#### TASK GOAL:
Pick out each line of the records below that contains the word "airplane" and copy those lines.

(Extracted records)
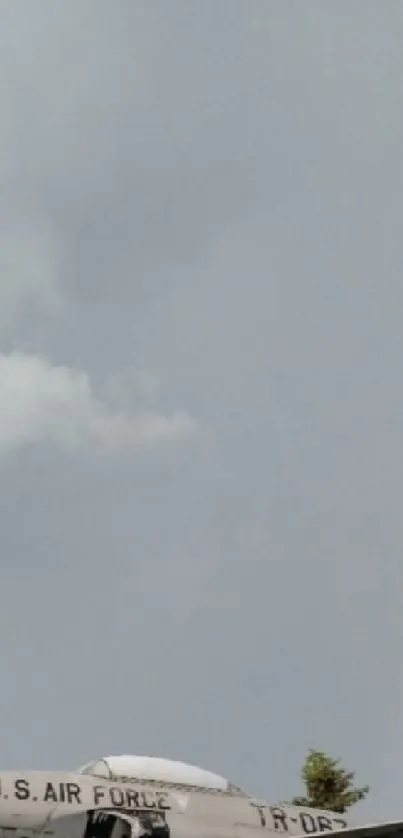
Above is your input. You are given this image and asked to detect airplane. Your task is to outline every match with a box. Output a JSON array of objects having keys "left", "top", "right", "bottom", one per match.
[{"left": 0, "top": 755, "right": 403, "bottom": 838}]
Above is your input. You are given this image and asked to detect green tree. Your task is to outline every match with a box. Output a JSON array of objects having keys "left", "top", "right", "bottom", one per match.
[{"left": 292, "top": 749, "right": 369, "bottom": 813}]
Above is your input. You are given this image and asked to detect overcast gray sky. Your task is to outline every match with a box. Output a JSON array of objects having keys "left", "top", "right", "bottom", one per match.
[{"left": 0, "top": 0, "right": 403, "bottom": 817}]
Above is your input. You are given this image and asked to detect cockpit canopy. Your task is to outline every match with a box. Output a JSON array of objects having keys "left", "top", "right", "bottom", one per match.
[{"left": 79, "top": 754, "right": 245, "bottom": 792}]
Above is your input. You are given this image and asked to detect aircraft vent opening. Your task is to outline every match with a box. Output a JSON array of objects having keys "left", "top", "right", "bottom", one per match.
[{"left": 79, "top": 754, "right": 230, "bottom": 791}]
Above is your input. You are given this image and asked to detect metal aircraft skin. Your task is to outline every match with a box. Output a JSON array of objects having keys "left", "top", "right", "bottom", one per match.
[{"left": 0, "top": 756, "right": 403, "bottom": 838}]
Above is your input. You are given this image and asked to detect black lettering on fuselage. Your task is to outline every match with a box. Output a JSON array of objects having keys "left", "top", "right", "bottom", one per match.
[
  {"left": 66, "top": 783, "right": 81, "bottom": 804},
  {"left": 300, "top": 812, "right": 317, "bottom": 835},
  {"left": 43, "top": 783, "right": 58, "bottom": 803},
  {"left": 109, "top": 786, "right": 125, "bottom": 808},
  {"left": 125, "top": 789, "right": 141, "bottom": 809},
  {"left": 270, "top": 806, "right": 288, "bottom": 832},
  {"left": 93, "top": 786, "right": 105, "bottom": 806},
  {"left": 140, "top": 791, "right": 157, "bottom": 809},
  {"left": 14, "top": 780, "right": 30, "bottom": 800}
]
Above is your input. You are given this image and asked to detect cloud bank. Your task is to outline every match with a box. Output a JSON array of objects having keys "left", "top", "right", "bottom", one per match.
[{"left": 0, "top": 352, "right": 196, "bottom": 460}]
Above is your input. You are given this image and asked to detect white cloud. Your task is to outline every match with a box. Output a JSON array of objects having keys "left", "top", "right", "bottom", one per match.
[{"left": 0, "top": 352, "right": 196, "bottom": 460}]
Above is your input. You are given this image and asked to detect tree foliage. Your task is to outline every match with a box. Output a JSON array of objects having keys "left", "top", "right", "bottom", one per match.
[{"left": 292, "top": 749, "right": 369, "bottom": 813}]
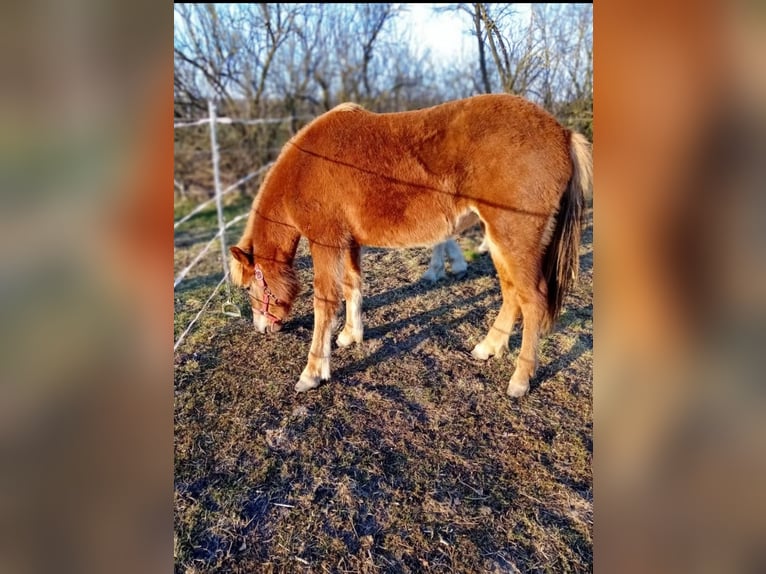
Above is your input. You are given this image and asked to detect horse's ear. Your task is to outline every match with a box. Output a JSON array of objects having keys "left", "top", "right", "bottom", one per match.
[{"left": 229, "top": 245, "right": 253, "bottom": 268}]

#### SOLUTION FOR THIS TASK:
Above is your input. You are given this image and asked to detect airplane. Your task is to outline every match with a box. Output a JSON array of objects having keys "left", "top", "right", "bottom", one per match.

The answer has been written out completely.